Text |
- Opening Delimiter -

Martin Luther King, Jr., was 39 when he was assassinated. That fact shocked me when I was reminded Monday night. I knew he was young, but I might have said 49 or 59. That’s young, too.
But Dr. King was 39, and he had done so much, by April 3, 1968, when, not feeling well and speaking without notes, he delivered what would be his final speech, in Memphis, when he said he had been to the mountaintop and he was not afraid. He was killed the next day.
Dr. King could be alive today, like John Lewis, the national treasure, still on the front line, about to turn 78, or he could have matched Harriet Tubman, born in slavery, date unknown, but around 90 when she passed.
I was reminded of this Monday night, on what would have been Dr. King’s 89th birthday. I did not go golfing but then again I did not perform any symbolic service on the national holiday, the way George W. Bush and Barack Obama did as president.
I just hunkered down inside and at 9 PM I made a point to listen to the annual King celebration from Terrance McKnight on WQXR-FM.

- Closing Delimiter -

List of tasks |
#1 According to the passage on Dr. King, in which city did he deliver his final speech?
#2 Copy the passage on Dr. King from "Martin Luther King, Jr., was" up to and including "the next day.".

Records from a dataset:
- Opening Delimiter -

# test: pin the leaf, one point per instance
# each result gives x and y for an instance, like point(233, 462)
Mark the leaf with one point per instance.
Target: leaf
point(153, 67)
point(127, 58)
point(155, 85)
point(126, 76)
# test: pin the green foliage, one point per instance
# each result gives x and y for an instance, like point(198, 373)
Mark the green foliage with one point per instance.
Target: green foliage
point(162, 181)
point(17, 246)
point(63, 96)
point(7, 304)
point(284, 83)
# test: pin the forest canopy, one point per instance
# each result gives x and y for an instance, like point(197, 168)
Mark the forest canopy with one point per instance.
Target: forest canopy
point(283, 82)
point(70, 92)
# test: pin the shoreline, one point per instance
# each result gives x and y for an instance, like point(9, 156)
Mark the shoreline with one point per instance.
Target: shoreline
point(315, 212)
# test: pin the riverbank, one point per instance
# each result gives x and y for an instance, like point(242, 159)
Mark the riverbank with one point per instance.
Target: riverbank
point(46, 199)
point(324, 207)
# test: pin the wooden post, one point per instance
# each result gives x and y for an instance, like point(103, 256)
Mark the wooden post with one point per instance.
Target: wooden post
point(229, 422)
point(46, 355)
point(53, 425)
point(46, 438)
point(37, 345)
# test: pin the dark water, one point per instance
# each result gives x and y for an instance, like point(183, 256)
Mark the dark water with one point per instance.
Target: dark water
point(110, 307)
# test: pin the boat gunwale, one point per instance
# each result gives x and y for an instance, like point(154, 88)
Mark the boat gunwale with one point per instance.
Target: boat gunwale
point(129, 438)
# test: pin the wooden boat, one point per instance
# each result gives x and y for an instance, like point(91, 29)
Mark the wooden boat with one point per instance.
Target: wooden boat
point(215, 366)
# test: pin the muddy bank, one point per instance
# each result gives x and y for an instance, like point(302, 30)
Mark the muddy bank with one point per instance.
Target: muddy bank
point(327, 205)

- Closing Delimiter -

Results by task |
#1 Memphis

#2
Martin Luther King, Jr., was 39 when he was assassinated. That fact shocked me when I was reminded Monday night. I knew he was young, but I might have said 49 or 59. That’s young, too.
But Dr. King was 39, and he had done so much, by April 3, 1968, when, not feeling well and speaking without notes, he delivered what would be his final speech, in Memphis, when he said he had been to the mountaintop and he was not afraid. He was killed the next day.